* **Vorgegebener Text**
Neue Kritik an der Monarchie

Thailands jüngeren Generationen kommt bei der ersten Wahl seit den grossen Jugendprotesten 2020 eine Schlüsselrolle zu. Mit etwas über vierzig Prozent der 52 Millionen Wahlberechtigten sind die unter 42-Jährigen die grösste demografische Gruppe. Kernforderungen der Jugendbewegung waren eine Verfassungsänderung, um die politische Dominanz der Armee zu brechen, sowie die Reform der Monarchie. Als Gründer des Netzwerks «WeVo» – We Volunteer – war Toto eine der zentralen Personen der Proteste und wurde deshalb von den Sicherheitsorganen mit der Pegasus-Spyware überwacht. Die «WeVo»-Aktivist:innen schützten Protestgruppen vor Übergriffen der Polizei.

Die Proteste veränderten den politischen Diskurs in Thailand grundlegend: Erstmalig wird offen über bisherige Tabuthemen gesprochen, etwa die Reform des strengen Majestätsbeleidigungsgesetzes, das die Monarchie und ihre Institutionen vor jeglicher Kritik schützen will. Move Forward setzt sich als einzige Partei für die Reform des Majestätsbeleidigungsparagrafen 112 ein.

Die grosse Frage für die Szenarien nach der Wahl wird aber das Abschneiden der Partei Pheu Thai (PT) des ehemaligen, vom Militär gestürzten Premierministers Thaksin Shinawatra sein. Thaksin lebt seit 2008 im Exil, ist aber die treibende Kraft hinter der PT, die jetzt von seiner Tochter Paetongtarn Shinawatra geführt wird. Die 36-Jährige hat das Ziel, 310 der insgesamt 750 Sitze im Parlament (von denen 250 von der Armee bestimmt werden) zu erobern, die den Premierminister wählen. Das würde es der PT zusammen mit einigen kleineren Parteien ermöglichen, das Amt zu übernehmen.

* **Aufgaben**
1. Gib den Abschnitt aus dem Text zur Wahl in Thailand wortgetreu wieder, beginnend bei "Die grosse Frage" und endend bei "Amt zu übernehmen.".
2. Welche Partei setzt sich laut dem Text zur Wahl in Thailand als einzige für die Reform des Majestätsbeleidigungsparagrafen 112 ein?
3. Fasse den Absatz aus dem Text zur Wahl in Thailand, der mit "Die grosse Frage für die Szenarien" beginnt, als kurze Liste zusammen.

* **Übungsmaterial**

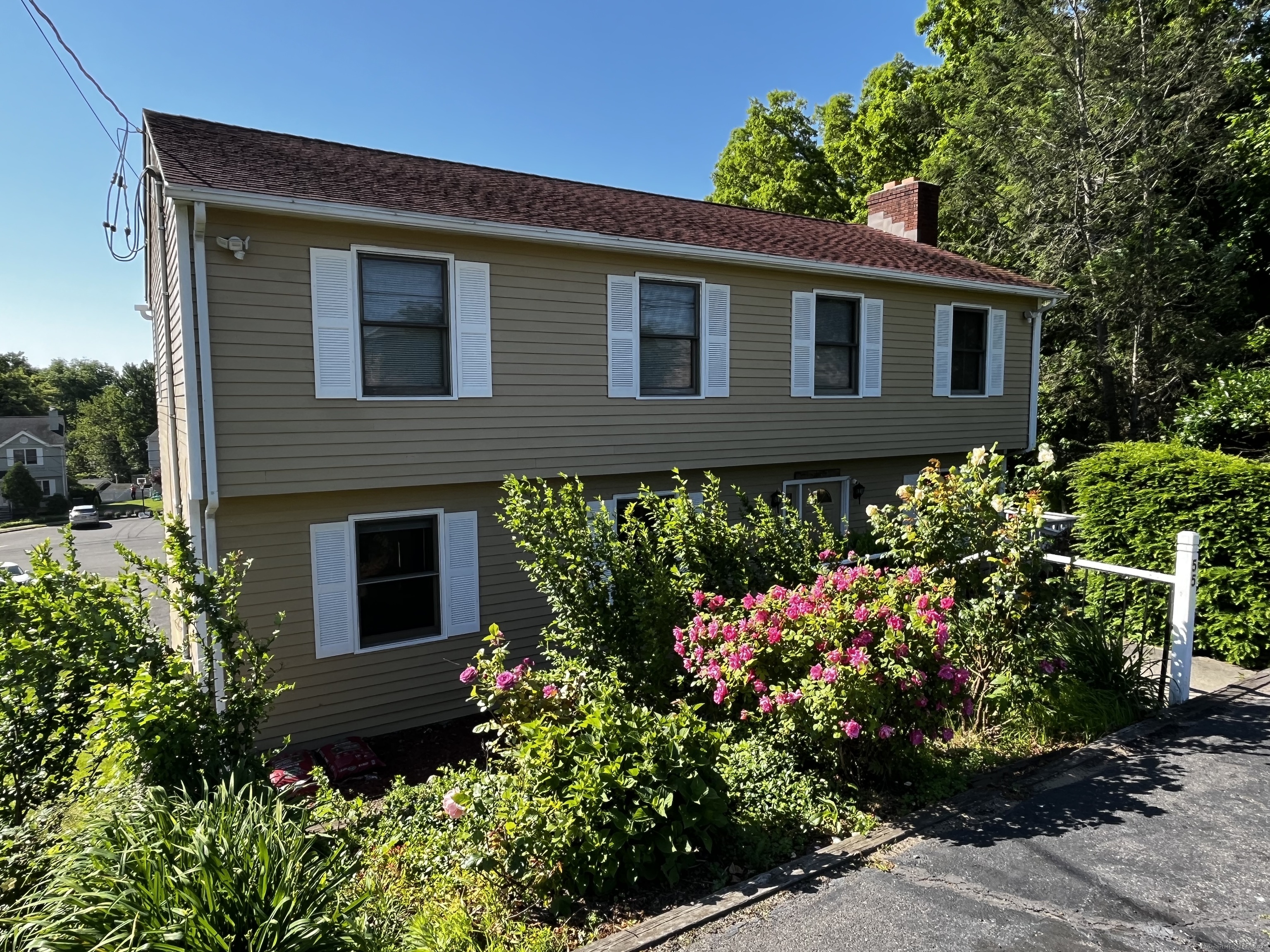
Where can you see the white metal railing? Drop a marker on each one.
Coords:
(1182, 607)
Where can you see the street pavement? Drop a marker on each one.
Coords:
(1166, 847)
(94, 546)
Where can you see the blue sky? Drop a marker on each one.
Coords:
(635, 95)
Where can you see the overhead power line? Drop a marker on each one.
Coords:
(120, 210)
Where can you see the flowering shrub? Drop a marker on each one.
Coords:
(862, 655)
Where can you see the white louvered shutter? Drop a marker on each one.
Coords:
(943, 351)
(331, 274)
(333, 588)
(461, 576)
(870, 352)
(803, 346)
(475, 374)
(718, 323)
(996, 353)
(623, 338)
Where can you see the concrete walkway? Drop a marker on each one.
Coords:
(1166, 847)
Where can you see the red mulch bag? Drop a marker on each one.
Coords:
(291, 774)
(349, 758)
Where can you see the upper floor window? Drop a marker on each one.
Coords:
(668, 338)
(406, 327)
(398, 581)
(837, 346)
(969, 351)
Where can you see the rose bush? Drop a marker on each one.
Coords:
(862, 655)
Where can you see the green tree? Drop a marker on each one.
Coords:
(110, 433)
(73, 383)
(21, 489)
(776, 163)
(22, 391)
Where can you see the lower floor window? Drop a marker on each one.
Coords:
(398, 581)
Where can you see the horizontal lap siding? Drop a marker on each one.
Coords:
(397, 688)
(550, 412)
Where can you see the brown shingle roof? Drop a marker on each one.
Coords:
(196, 153)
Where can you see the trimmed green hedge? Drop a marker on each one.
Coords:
(1134, 498)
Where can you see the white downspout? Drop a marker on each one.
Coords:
(205, 390)
(1036, 319)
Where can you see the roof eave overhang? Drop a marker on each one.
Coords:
(346, 211)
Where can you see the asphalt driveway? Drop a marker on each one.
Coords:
(1165, 847)
(95, 546)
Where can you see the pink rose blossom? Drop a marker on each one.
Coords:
(453, 810)
(505, 681)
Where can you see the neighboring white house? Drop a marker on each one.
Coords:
(40, 445)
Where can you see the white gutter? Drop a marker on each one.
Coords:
(342, 211)
(1037, 318)
(209, 446)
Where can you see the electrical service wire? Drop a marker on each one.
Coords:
(117, 201)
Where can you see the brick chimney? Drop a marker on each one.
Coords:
(910, 210)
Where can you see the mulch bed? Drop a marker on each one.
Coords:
(416, 754)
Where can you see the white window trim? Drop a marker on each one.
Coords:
(702, 343)
(860, 345)
(352, 576)
(453, 317)
(844, 488)
(987, 314)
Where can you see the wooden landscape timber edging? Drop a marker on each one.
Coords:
(1041, 772)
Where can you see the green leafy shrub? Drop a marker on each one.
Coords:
(600, 793)
(618, 585)
(64, 635)
(1134, 498)
(233, 870)
(980, 527)
(182, 721)
(1231, 413)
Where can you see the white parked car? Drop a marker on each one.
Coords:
(14, 573)
(86, 516)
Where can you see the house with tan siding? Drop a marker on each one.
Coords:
(355, 348)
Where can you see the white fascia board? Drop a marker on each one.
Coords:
(27, 433)
(342, 211)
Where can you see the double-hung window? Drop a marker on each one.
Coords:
(393, 579)
(670, 346)
(969, 351)
(668, 338)
(398, 581)
(393, 324)
(837, 346)
(406, 327)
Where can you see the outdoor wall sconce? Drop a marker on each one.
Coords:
(239, 247)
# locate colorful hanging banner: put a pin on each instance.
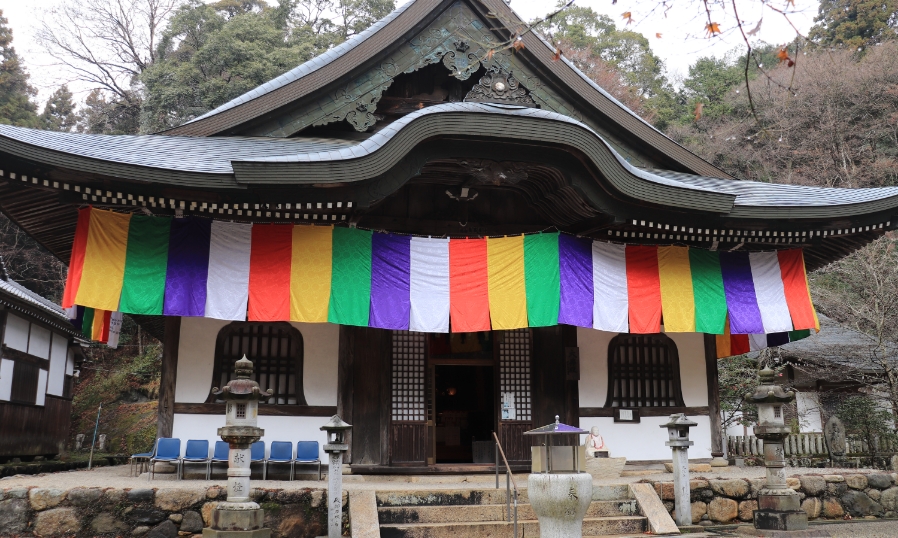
(281, 272)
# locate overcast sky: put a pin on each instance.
(683, 39)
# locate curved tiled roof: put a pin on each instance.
(335, 64)
(240, 161)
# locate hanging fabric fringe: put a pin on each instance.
(280, 272)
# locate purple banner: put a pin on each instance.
(390, 281)
(575, 265)
(742, 303)
(188, 267)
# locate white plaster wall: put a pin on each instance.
(6, 367)
(643, 441)
(290, 429)
(70, 362)
(41, 387)
(16, 335)
(808, 407)
(59, 352)
(39, 342)
(196, 353)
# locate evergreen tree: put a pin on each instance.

* **Schriftliche Antworten**
1.
Die grosse Frage für die Szenarien nach der Wahl wird aber das Abschneiden der Partei Pheu Thai (PT) des ehemaligen, vom Militär gestürzten Premierministers Thaksin Shinawatra sein. Thaksin lebt seit 2008 im Exil, ist aber die treibende Kraft hinter der PT, die jetzt von seiner Tochter Paetongtarn Shinawatra geführt wird. Die 36-Jährige hat das Ziel, 310 der insgesamt 750 Sitze im Parlament (von denen 250 von der Armee bestimmt werden) zu erobern, die den Premierminister wählen. Das würde es der PT zusammen mit einigen kleineren Parteien ermöglichen, das Amt zu übernehmen.

2. Move Forward.

3.
- Entscheidend für die Lage nach der Wahl ist das Abschneiden der Pheu Thai (PT) von Thaksin Shinawatra, dem früheren, vom Militär gestürzten Premierminister.
- Thaksin lebt seit 2008 im Exil, ist aber die treibende Kraft hinter der PT, die nun von seiner 36-jährigen Tochter Paetongtarn Shinawatra geführt wird.
- Ihr Ziel sind 310 der 750 Parlamentssitze, die den Premierminister wählen; 250 davon bestimmt die Armee.
- So könnte die PT zusammen mit einigen kleineren Parteien das Amt übernehmen.